DO THIS -
Reproduce every one of the following rows verbatim, leaving the pictures out.
══════════
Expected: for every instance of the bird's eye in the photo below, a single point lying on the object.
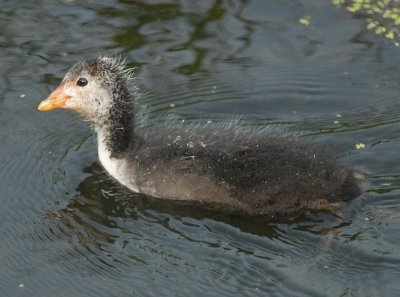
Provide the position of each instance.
(82, 82)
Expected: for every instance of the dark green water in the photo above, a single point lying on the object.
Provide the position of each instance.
(67, 229)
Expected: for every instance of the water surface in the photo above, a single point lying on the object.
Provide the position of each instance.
(67, 229)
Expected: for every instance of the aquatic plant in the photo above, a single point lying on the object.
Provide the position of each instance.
(382, 16)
══════════
SOLUTION BELOW -
Expected: for every instance of the bird's eye in the photo below, a single point lying on the object.
Provide the position of each instance.
(82, 82)
Expected: for every instance of the dark green water in the photo above, a single point lying on the object.
Provide the position of each instance.
(67, 229)
Expected: for every instance of the water surface in the photo above, a single point lying on the object.
Provide the position of each instance.
(67, 229)
Expected: for every instance of the aquatic plant in the photo above, a single point lying on the object.
Provide the position of each instance.
(382, 16)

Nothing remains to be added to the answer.